» **Rows from a pointing dataset**
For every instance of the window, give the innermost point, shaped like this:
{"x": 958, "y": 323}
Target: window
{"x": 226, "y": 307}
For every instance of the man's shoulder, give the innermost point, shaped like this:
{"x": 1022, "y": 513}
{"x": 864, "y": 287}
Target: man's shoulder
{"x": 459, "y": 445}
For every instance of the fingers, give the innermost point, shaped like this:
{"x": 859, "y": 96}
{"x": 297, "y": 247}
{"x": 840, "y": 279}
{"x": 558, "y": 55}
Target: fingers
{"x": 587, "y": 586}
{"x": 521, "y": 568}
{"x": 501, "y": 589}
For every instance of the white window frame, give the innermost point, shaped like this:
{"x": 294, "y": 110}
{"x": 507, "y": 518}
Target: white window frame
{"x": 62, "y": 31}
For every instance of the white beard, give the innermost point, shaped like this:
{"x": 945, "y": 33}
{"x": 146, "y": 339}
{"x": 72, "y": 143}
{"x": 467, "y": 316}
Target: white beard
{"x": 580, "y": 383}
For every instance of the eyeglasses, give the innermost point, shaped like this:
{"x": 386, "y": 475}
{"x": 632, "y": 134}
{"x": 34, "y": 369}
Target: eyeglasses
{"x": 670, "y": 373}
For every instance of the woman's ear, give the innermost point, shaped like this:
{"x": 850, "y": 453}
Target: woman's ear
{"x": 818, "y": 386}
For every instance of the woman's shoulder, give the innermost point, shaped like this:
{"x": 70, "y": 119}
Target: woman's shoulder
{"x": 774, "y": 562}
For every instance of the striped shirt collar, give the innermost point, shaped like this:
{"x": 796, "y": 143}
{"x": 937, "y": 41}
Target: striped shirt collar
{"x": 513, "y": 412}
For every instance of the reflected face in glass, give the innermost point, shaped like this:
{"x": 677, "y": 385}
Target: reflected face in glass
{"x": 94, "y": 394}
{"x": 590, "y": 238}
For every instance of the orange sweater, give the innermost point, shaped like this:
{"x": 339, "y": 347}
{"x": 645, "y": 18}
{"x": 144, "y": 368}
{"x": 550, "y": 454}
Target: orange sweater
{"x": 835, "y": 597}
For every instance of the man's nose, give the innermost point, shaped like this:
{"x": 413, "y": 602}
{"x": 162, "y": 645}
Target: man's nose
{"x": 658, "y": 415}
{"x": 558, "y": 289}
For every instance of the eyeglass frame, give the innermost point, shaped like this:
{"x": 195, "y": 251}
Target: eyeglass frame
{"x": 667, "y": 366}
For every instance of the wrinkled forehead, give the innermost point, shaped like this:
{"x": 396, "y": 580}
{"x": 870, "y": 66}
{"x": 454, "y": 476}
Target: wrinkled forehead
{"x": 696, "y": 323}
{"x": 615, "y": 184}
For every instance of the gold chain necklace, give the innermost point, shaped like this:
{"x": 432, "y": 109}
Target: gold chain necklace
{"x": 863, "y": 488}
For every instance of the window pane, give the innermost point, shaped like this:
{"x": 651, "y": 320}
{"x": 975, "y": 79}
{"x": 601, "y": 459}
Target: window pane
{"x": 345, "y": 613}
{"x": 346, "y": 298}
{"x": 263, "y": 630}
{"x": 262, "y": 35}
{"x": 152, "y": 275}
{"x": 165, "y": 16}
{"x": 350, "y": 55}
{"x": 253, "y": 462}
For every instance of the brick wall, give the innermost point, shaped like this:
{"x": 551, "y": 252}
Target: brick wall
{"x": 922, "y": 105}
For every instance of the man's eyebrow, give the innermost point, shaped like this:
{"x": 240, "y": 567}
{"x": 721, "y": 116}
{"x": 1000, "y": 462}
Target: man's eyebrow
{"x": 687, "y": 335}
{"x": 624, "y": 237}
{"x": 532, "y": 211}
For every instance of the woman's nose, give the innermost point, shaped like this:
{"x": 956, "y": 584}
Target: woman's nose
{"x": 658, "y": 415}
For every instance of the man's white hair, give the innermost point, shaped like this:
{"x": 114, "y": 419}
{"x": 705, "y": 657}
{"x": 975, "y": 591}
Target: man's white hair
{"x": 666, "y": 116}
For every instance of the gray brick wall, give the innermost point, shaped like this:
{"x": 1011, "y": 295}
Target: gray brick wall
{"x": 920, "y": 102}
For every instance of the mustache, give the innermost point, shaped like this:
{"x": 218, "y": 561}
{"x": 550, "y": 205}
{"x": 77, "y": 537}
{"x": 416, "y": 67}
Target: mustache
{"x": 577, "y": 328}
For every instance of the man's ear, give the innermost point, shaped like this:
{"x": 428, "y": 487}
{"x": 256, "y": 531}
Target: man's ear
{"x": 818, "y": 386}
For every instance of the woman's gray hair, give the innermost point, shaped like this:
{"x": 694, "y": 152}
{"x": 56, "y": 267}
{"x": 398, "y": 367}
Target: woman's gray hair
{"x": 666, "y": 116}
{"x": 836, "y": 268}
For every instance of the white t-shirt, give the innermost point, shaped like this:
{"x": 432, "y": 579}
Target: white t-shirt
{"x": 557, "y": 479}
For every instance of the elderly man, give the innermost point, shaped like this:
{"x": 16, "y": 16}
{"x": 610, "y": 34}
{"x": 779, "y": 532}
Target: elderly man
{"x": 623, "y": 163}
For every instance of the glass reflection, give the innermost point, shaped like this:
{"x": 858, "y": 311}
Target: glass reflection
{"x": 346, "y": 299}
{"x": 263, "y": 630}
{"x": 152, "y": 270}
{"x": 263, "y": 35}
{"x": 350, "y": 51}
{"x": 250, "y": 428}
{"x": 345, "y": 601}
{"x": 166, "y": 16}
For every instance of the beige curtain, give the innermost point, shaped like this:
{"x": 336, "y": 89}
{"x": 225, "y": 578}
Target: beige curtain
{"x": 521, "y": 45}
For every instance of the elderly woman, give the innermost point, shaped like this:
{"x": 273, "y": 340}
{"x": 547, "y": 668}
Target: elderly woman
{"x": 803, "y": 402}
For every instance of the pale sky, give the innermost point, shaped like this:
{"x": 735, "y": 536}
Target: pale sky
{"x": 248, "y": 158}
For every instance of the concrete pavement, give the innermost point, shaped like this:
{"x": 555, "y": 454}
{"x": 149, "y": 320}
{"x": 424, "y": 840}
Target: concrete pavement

» **TASK OBJECTIVE**
Render the lines of the material above, starting at the line containing "For every instance of the pale" and ending at the last line of the material, as a JSON list of strings with one string per line and blank lines omitted.

» **ANSWER IN FULL**
[
  "For every instance of the pale sky, give the innermost point, shaped like this:",
  "{\"x\": 735, \"y\": 536}",
  "Target: pale sky",
  "{\"x\": 248, \"y\": 158}",
  "For every instance of the concrete pavement, give the innermost point, shaped like this:",
  "{\"x\": 555, \"y\": 454}",
  "{\"x\": 149, \"y\": 320}",
  "{\"x\": 424, \"y\": 840}",
  "Target: concrete pavement"
]